> **Required work**
Could you gather every line below that contains the word "planting" and copy each one out?

Excerpts from a pointing dataset
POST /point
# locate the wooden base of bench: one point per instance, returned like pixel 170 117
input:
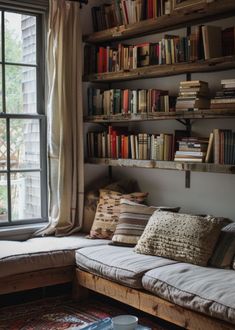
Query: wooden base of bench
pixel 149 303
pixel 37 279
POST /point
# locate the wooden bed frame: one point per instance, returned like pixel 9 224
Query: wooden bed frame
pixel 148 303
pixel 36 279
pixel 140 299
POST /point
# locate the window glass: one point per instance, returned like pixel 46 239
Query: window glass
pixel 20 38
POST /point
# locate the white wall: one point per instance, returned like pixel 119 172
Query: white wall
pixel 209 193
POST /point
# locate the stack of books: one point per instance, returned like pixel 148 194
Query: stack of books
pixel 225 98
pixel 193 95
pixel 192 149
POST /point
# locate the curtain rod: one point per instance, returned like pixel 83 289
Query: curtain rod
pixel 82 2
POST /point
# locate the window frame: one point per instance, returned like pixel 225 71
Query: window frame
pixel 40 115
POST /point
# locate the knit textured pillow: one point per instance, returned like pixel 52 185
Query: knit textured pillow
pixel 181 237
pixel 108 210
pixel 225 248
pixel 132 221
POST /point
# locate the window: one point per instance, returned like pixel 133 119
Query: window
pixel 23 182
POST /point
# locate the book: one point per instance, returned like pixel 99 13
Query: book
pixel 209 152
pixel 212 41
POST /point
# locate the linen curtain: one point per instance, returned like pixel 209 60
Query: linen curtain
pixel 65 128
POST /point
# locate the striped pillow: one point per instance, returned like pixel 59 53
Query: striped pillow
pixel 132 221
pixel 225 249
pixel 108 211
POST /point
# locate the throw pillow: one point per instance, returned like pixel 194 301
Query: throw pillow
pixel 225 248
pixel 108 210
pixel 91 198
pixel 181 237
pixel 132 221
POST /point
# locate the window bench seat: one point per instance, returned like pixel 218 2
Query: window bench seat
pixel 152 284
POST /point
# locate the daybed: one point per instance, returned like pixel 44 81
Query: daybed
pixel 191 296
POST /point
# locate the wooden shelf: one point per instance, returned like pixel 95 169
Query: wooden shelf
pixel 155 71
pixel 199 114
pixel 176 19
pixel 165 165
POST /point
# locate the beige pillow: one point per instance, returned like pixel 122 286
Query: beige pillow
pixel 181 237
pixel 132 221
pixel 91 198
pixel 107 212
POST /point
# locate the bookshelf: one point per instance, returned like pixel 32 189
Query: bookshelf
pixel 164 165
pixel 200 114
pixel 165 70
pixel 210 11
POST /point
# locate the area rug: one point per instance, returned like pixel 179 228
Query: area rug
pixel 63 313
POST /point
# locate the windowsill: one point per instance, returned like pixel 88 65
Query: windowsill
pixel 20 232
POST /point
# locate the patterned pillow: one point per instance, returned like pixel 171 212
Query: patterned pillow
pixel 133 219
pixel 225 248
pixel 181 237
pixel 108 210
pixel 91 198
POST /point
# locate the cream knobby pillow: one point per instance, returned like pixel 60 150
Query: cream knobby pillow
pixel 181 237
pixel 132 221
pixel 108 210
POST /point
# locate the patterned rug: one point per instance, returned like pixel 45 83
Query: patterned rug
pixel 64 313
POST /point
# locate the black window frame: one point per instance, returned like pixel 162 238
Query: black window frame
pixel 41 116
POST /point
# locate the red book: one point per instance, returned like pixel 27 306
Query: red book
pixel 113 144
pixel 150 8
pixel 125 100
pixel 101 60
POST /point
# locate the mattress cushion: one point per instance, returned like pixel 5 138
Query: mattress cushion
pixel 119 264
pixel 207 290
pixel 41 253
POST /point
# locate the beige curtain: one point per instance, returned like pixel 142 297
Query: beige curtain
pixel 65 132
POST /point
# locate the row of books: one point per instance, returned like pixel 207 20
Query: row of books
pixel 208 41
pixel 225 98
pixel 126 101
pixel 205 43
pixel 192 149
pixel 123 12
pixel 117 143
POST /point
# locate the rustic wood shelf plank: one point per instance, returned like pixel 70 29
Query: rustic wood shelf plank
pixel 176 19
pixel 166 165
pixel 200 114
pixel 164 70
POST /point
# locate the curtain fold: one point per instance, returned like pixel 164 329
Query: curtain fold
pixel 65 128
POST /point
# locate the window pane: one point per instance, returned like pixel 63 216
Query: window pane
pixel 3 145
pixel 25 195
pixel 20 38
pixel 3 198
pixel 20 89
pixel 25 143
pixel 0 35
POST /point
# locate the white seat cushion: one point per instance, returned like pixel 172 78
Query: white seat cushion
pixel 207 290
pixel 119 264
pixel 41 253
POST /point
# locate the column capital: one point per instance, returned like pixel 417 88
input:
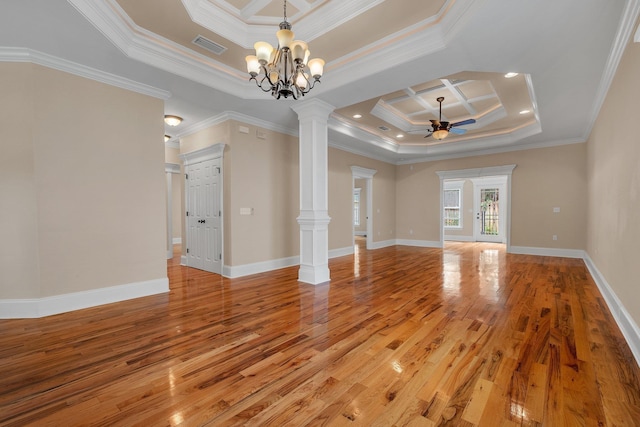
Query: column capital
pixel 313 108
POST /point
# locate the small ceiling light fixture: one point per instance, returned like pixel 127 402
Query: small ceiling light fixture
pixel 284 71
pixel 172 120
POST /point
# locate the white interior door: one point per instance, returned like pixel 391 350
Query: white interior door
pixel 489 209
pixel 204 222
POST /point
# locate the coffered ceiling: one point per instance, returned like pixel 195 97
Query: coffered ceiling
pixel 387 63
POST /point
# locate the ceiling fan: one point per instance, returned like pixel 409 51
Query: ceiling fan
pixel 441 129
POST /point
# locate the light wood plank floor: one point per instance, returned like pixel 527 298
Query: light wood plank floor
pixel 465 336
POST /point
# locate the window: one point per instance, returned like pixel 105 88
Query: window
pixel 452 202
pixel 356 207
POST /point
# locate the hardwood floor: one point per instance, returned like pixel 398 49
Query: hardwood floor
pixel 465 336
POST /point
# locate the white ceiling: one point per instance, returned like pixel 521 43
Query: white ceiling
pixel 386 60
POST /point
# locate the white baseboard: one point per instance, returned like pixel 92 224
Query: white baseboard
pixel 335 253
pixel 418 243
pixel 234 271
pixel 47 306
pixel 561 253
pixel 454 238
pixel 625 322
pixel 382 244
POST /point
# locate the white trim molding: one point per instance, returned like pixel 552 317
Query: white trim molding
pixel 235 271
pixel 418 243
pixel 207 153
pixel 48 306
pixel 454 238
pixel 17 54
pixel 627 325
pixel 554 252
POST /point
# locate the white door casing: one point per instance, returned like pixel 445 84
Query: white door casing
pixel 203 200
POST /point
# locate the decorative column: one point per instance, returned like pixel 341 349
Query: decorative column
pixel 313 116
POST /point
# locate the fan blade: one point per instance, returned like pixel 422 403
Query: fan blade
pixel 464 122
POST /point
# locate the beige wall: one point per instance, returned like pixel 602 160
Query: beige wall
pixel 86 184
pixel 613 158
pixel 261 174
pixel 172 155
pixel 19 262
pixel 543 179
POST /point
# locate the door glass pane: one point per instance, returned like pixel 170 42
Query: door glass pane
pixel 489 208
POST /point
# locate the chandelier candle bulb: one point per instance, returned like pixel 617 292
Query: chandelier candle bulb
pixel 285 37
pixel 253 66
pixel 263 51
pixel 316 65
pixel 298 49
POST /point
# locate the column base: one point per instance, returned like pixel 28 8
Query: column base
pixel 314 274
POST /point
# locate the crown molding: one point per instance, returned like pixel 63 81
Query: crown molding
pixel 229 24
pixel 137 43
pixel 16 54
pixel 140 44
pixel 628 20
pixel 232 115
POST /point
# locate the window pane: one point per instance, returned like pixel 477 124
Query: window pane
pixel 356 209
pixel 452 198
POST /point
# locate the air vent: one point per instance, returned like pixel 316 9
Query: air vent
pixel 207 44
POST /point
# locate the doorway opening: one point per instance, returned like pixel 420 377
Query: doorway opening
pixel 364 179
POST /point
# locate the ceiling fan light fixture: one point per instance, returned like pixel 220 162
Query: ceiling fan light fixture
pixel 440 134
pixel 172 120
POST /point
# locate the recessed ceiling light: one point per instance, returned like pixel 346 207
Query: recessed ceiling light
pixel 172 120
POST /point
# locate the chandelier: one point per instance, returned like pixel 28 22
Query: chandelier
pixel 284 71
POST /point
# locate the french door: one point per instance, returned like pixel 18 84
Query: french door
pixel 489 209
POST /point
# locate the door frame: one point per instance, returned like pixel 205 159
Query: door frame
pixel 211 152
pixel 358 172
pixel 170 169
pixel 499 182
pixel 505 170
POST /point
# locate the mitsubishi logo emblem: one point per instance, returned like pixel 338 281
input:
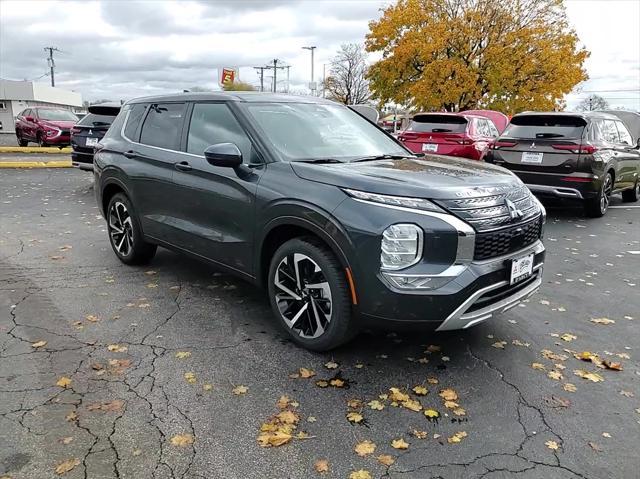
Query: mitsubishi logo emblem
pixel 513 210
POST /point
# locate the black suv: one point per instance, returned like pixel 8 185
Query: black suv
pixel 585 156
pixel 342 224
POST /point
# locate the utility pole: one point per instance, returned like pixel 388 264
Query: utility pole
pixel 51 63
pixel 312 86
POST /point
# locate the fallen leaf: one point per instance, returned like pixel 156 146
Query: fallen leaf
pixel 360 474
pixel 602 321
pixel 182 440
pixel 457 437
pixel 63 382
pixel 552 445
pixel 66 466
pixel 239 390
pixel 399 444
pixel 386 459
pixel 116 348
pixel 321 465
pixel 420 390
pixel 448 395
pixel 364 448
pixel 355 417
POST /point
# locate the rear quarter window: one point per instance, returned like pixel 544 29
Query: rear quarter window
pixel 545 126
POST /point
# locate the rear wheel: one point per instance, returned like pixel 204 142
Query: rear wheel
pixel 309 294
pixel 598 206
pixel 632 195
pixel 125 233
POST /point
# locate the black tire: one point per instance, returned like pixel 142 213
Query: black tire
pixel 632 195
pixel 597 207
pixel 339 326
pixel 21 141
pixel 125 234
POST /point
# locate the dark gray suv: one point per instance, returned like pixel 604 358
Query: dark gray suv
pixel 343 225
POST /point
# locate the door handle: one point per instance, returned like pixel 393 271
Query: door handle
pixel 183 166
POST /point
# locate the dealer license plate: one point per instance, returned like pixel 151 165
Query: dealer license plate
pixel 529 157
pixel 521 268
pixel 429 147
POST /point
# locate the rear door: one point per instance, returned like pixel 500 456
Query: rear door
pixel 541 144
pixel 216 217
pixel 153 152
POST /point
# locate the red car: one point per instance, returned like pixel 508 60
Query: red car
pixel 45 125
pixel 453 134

...

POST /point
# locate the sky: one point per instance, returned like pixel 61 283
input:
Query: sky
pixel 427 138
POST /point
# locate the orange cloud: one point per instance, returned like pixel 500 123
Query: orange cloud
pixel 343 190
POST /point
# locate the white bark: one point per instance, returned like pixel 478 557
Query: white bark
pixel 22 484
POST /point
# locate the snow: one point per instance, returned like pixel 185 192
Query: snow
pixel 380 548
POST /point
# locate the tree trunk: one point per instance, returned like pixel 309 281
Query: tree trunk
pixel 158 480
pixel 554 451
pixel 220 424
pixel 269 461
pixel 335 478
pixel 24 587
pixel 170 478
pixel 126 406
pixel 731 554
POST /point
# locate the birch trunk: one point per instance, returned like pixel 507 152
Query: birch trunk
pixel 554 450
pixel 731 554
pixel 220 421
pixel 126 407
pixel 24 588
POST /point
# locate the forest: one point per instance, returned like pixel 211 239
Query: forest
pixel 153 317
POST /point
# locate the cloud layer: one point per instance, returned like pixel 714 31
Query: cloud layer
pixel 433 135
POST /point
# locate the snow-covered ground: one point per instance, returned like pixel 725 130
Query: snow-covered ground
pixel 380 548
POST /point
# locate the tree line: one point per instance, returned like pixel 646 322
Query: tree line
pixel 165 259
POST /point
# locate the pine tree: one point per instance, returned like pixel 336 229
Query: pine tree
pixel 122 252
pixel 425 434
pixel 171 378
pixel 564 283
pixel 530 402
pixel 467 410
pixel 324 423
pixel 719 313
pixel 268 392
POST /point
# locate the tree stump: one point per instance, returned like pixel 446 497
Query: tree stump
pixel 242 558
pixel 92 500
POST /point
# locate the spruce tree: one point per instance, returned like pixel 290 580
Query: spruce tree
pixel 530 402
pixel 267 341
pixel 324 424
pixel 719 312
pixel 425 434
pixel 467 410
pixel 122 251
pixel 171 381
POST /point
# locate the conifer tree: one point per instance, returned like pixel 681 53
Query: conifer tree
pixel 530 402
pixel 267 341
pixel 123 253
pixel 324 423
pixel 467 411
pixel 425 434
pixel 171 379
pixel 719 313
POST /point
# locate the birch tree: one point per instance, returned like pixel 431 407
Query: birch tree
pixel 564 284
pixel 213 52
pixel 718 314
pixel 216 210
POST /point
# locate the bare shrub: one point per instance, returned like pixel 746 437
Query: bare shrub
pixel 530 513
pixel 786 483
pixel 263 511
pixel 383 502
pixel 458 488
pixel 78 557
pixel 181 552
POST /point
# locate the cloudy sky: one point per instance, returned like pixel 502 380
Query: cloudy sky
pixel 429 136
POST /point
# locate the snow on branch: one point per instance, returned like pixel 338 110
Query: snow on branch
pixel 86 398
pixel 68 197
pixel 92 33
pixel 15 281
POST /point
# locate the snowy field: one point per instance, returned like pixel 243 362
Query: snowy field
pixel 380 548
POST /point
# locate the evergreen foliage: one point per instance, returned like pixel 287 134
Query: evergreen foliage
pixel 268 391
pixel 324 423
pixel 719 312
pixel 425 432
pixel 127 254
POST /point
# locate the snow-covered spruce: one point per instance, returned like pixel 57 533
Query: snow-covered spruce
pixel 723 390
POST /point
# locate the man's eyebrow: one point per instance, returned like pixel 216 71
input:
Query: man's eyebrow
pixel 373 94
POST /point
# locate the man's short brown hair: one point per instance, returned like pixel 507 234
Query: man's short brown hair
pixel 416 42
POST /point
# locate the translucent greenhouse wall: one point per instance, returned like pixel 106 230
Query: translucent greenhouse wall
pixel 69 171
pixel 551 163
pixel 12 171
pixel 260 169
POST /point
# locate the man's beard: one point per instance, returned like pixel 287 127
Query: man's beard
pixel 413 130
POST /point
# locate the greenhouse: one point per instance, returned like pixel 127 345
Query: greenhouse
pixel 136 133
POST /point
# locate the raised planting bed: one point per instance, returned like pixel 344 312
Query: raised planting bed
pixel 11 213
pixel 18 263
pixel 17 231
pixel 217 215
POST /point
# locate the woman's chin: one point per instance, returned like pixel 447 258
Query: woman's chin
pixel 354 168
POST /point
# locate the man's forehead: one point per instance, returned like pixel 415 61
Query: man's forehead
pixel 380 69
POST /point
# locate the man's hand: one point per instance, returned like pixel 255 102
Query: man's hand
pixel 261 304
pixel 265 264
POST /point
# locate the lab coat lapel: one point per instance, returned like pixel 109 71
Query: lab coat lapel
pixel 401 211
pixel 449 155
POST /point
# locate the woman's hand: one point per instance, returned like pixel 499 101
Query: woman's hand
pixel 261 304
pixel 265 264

> **Task answer**
# locate the raised planting bed: one point per instance, returned like pixel 344 312
Query: raised planting bed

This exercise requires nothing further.